> [What to work on]
Please gather every line of the data below that contains the word "black" and copy each one out. Case counts.

> [Input data]

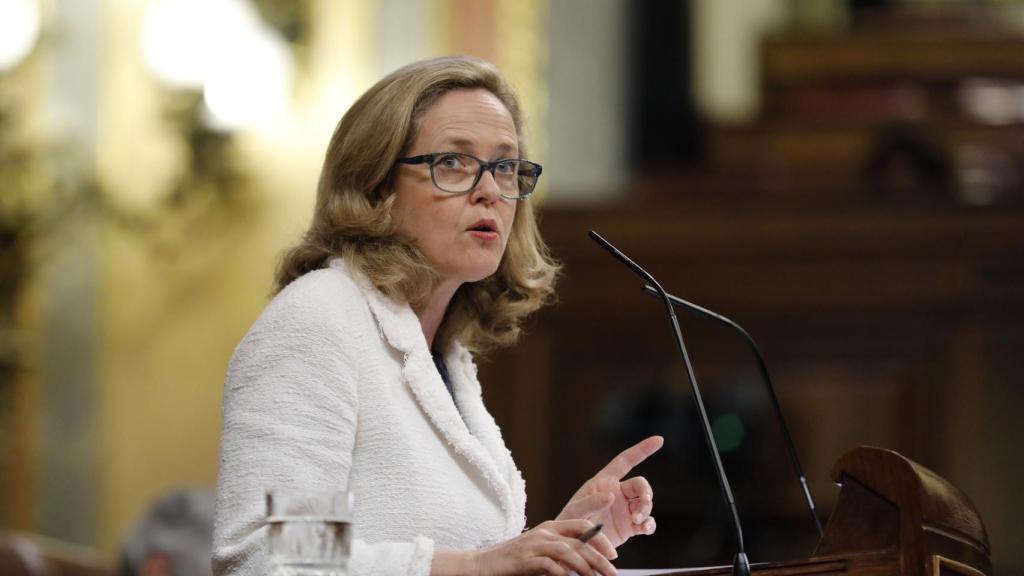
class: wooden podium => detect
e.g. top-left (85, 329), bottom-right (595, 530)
top-left (671, 447), bottom-right (992, 576)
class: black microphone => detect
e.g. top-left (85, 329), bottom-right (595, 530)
top-left (590, 231), bottom-right (751, 576)
top-left (643, 284), bottom-right (824, 538)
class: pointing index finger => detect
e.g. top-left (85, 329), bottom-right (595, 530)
top-left (598, 436), bottom-right (665, 480)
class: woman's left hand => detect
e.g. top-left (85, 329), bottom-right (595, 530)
top-left (555, 436), bottom-right (665, 547)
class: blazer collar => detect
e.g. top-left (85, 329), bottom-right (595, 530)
top-left (331, 258), bottom-right (524, 532)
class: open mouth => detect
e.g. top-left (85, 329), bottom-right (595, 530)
top-left (469, 220), bottom-right (498, 234)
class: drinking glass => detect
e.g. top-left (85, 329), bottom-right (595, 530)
top-left (266, 490), bottom-right (352, 576)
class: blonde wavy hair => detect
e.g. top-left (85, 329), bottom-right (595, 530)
top-left (275, 56), bottom-right (559, 353)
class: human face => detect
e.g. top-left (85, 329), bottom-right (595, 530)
top-left (393, 88), bottom-right (519, 287)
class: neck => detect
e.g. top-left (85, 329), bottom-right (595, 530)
top-left (416, 281), bottom-right (462, 349)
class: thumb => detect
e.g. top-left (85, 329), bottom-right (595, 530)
top-left (558, 485), bottom-right (615, 520)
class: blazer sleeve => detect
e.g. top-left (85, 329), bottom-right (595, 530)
top-left (213, 279), bottom-right (433, 576)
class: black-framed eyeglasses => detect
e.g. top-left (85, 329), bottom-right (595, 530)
top-left (395, 152), bottom-right (544, 200)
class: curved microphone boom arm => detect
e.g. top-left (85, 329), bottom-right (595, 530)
top-left (643, 284), bottom-right (824, 538)
top-left (590, 231), bottom-right (751, 576)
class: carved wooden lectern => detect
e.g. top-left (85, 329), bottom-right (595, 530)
top-left (675, 447), bottom-right (992, 576)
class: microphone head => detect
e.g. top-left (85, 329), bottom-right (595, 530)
top-left (588, 231), bottom-right (662, 288)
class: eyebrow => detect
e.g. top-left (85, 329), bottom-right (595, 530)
top-left (441, 137), bottom-right (518, 156)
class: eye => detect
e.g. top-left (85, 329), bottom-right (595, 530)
top-left (495, 160), bottom-right (518, 175)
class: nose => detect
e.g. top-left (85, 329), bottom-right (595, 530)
top-left (470, 170), bottom-right (502, 204)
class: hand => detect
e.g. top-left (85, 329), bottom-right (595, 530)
top-left (556, 436), bottom-right (665, 547)
top-left (468, 520), bottom-right (617, 576)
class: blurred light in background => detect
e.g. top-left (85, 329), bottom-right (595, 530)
top-left (961, 78), bottom-right (1024, 126)
top-left (141, 0), bottom-right (293, 130)
top-left (0, 0), bottom-right (39, 72)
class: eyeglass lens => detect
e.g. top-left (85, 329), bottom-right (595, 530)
top-left (431, 154), bottom-right (537, 197)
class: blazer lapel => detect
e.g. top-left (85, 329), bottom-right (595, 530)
top-left (444, 342), bottom-right (526, 534)
top-left (352, 262), bottom-right (522, 526)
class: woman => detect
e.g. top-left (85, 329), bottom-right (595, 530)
top-left (214, 57), bottom-right (662, 576)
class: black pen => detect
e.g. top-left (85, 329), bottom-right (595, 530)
top-left (579, 524), bottom-right (604, 544)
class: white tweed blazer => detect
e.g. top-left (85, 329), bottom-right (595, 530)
top-left (213, 259), bottom-right (526, 576)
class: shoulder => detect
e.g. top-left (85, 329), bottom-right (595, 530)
top-left (237, 258), bottom-right (376, 352)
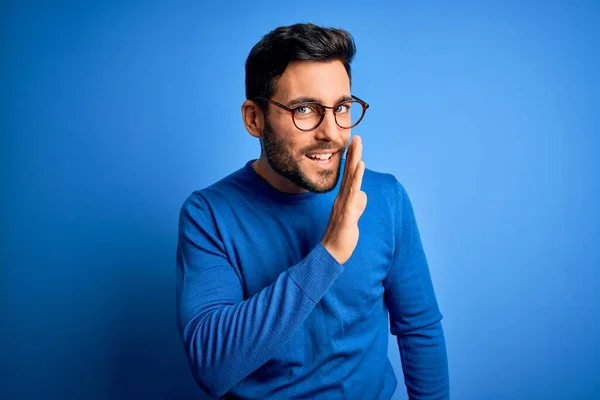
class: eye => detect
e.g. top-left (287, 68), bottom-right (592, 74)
top-left (296, 104), bottom-right (316, 115)
top-left (335, 103), bottom-right (351, 114)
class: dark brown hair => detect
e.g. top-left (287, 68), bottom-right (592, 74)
top-left (246, 23), bottom-right (356, 109)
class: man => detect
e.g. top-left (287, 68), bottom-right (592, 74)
top-left (177, 24), bottom-right (448, 400)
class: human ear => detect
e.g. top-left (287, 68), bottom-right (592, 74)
top-left (242, 100), bottom-right (264, 138)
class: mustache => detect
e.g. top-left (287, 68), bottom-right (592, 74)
top-left (304, 143), bottom-right (348, 154)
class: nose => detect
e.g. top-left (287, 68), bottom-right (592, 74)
top-left (315, 109), bottom-right (342, 142)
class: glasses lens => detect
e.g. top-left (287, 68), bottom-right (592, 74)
top-left (335, 101), bottom-right (364, 128)
top-left (294, 104), bottom-right (325, 130)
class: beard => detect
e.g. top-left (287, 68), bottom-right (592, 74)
top-left (261, 121), bottom-right (347, 193)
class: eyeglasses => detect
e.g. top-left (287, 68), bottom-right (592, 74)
top-left (260, 96), bottom-right (369, 132)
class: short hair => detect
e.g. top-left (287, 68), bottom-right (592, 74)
top-left (246, 23), bottom-right (356, 109)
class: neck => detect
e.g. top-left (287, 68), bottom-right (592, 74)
top-left (252, 153), bottom-right (307, 194)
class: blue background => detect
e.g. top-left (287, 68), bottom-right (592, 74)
top-left (0, 1), bottom-right (600, 399)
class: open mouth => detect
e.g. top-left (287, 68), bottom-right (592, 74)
top-left (306, 151), bottom-right (337, 167)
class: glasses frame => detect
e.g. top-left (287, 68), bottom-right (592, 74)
top-left (260, 95), bottom-right (369, 132)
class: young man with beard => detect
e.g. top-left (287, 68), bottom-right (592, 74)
top-left (177, 24), bottom-right (449, 400)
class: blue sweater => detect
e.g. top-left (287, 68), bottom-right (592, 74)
top-left (177, 160), bottom-right (448, 400)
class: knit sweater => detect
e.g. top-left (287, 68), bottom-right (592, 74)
top-left (176, 160), bottom-right (449, 400)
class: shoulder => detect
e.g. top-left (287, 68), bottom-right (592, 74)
top-left (362, 168), bottom-right (406, 202)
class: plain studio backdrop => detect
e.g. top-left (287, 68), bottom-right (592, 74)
top-left (0, 1), bottom-right (600, 400)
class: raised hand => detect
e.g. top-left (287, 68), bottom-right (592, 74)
top-left (321, 136), bottom-right (367, 264)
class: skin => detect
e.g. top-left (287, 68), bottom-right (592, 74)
top-left (242, 61), bottom-right (351, 193)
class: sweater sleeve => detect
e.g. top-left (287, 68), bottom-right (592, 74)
top-left (384, 180), bottom-right (449, 400)
top-left (176, 193), bottom-right (343, 397)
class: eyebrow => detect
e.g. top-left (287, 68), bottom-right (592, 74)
top-left (287, 95), bottom-right (354, 108)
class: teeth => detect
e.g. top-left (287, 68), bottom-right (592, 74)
top-left (308, 153), bottom-right (332, 160)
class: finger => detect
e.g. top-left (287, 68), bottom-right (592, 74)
top-left (352, 160), bottom-right (365, 193)
top-left (351, 135), bottom-right (362, 175)
top-left (340, 138), bottom-right (355, 192)
top-left (346, 135), bottom-right (362, 187)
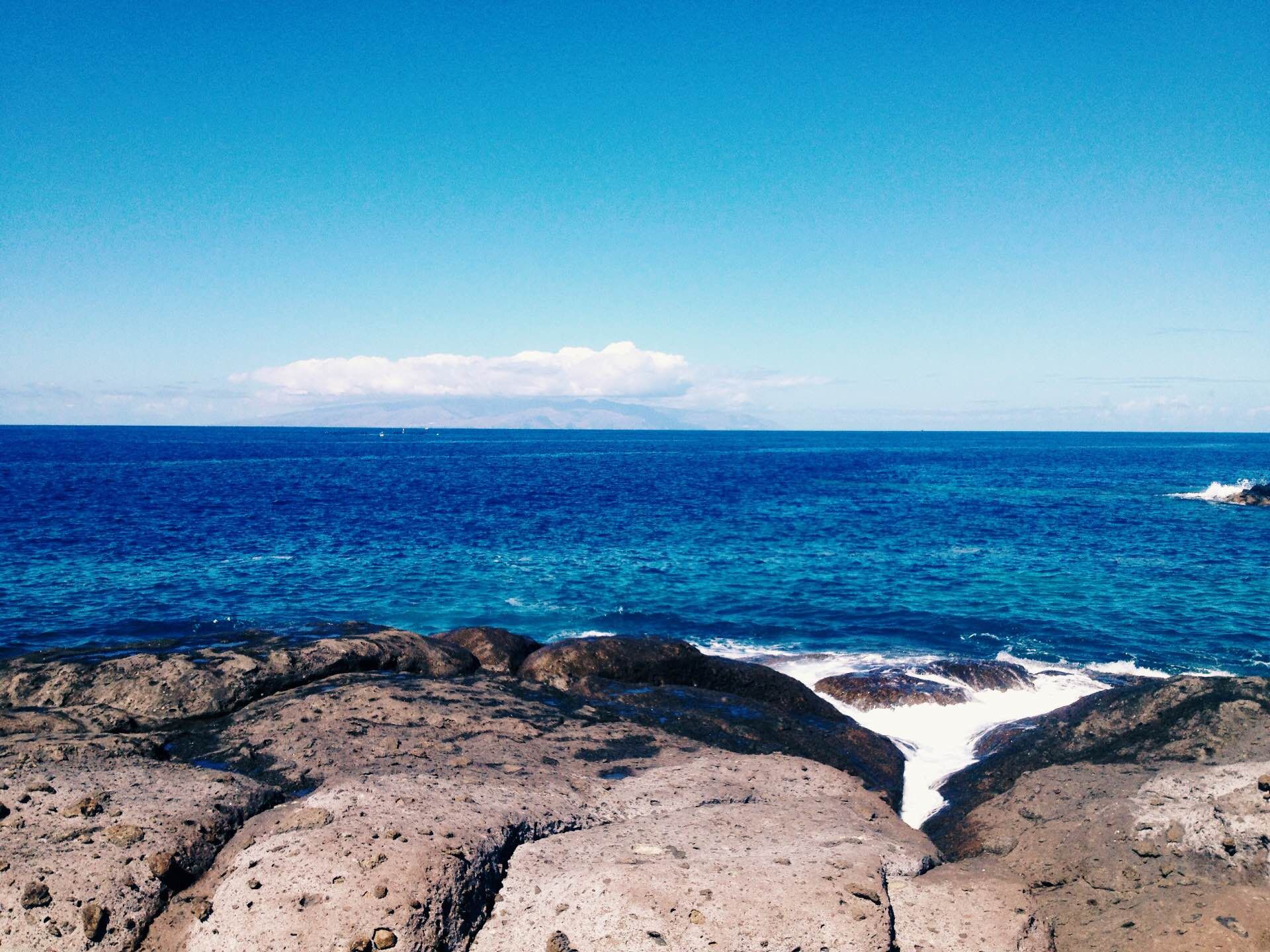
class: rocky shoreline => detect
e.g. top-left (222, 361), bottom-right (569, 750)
top-left (0, 626), bottom-right (1270, 952)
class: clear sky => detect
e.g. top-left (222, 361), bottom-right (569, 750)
top-left (0, 1), bottom-right (1270, 430)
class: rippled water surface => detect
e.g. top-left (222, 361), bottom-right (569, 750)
top-left (0, 426), bottom-right (1270, 673)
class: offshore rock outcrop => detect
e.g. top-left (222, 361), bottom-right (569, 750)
top-left (1227, 483), bottom-right (1270, 505)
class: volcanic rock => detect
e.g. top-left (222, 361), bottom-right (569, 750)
top-left (816, 668), bottom-right (970, 711)
top-left (433, 627), bottom-right (542, 674)
top-left (519, 637), bottom-right (837, 717)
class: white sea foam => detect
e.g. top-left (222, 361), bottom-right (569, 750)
top-left (701, 643), bottom-right (1112, 826)
top-left (1086, 658), bottom-right (1168, 678)
top-left (1168, 480), bottom-right (1257, 502)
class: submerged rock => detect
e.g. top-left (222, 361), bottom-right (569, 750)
top-left (917, 658), bottom-right (1035, 690)
top-left (519, 637), bottom-right (838, 717)
top-left (816, 668), bottom-right (970, 711)
top-left (433, 627), bottom-right (542, 674)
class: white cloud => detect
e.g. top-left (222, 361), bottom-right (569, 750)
top-left (238, 340), bottom-right (692, 399)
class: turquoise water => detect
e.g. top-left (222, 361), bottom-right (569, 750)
top-left (0, 426), bottom-right (1270, 674)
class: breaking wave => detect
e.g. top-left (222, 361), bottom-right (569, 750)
top-left (1168, 480), bottom-right (1270, 502)
top-left (698, 639), bottom-right (1227, 828)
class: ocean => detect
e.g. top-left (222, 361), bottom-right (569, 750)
top-left (0, 426), bottom-right (1270, 825)
top-left (0, 426), bottom-right (1270, 674)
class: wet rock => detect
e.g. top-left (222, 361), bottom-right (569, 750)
top-left (915, 658), bottom-right (1035, 690)
top-left (19, 882), bottom-right (54, 909)
top-left (433, 627), bottom-right (542, 674)
top-left (146, 850), bottom-right (181, 885)
top-left (519, 637), bottom-right (837, 717)
top-left (1227, 483), bottom-right (1270, 505)
top-left (80, 902), bottom-right (110, 942)
top-left (816, 668), bottom-right (970, 711)
top-left (923, 678), bottom-right (1270, 853)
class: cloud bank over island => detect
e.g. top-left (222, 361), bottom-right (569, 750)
top-left (0, 340), bottom-right (1270, 430)
top-left (238, 340), bottom-right (693, 399)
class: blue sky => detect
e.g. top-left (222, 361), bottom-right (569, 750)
top-left (0, 3), bottom-right (1270, 430)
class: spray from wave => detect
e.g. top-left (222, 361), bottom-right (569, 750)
top-left (698, 640), bottom-right (1216, 828)
top-left (1168, 480), bottom-right (1270, 505)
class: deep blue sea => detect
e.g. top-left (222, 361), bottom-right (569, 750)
top-left (0, 426), bottom-right (1270, 674)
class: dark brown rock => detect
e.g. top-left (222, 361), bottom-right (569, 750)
top-left (816, 668), bottom-right (970, 711)
top-left (1227, 483), bottom-right (1270, 505)
top-left (80, 902), bottom-right (110, 942)
top-left (923, 676), bottom-right (1270, 854)
top-left (19, 882), bottom-right (54, 909)
top-left (519, 637), bottom-right (837, 717)
top-left (915, 658), bottom-right (1035, 690)
top-left (0, 629), bottom-right (478, 725)
top-left (432, 627), bottom-right (542, 674)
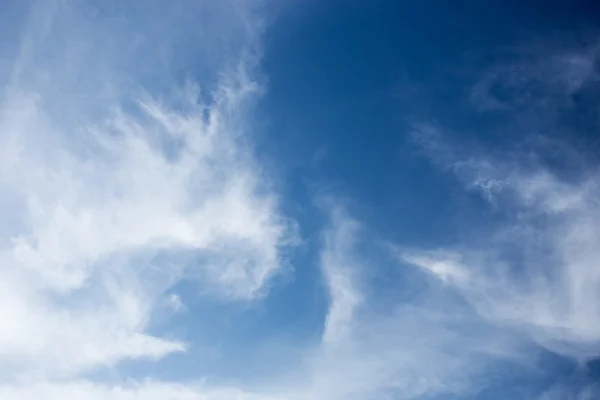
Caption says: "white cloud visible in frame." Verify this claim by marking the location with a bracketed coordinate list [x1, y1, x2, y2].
[410, 130, 600, 360]
[0, 2, 292, 382]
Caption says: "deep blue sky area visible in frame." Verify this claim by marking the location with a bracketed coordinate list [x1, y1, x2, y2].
[262, 1, 598, 250]
[255, 0, 600, 399]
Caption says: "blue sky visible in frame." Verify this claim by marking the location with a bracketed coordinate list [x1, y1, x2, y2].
[0, 0, 600, 400]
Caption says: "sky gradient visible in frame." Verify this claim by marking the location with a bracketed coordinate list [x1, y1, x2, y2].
[0, 0, 600, 400]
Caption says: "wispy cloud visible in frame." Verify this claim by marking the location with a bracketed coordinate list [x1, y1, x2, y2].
[402, 36, 600, 361]
[0, 2, 293, 384]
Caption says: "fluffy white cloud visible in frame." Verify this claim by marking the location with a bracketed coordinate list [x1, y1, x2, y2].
[0, 2, 292, 382]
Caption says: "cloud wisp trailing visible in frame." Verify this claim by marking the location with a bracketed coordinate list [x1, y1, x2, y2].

> [Task response]
class: black microphone => detect
class: black-framed eyeglasses => detect
class: black pen => detect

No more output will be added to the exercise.